EXERCISE PROMPT - Rewrite every line of the entries below with "pin" changed to "marker" and everything else unchanged. Leave out the pictures.

SOURCE MATERIAL -
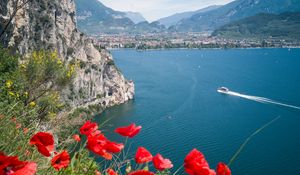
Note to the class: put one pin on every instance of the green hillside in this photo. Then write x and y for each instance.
(282, 26)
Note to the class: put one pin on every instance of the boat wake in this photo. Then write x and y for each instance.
(260, 99)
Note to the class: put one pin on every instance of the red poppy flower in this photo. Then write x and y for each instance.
(223, 169)
(111, 172)
(113, 147)
(160, 163)
(98, 145)
(88, 128)
(61, 160)
(129, 131)
(141, 172)
(195, 164)
(97, 172)
(142, 156)
(13, 166)
(44, 142)
(76, 137)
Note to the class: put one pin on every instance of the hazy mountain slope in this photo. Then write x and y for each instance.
(94, 17)
(173, 19)
(135, 17)
(282, 26)
(209, 21)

FINAL RESULT -
Note to the class: put one marker on every instance of the green hillside in this photo. Then write x and y for each instance.
(282, 26)
Note to the class: put one marker on every instance of the boat wake in this photo. Then write x and y for each instance.
(260, 99)
Note to the class: put one marker on every instance of the red poppy flower in this photo. Then write x and y for each instance.
(223, 169)
(111, 172)
(113, 147)
(160, 163)
(98, 145)
(88, 128)
(61, 160)
(129, 131)
(141, 172)
(195, 164)
(97, 172)
(142, 156)
(13, 166)
(44, 142)
(76, 137)
Note to the class: put one marker on every instance of the hazy mountain slope in this photo. Then write x and y for each instance.
(94, 17)
(173, 19)
(135, 17)
(282, 26)
(209, 21)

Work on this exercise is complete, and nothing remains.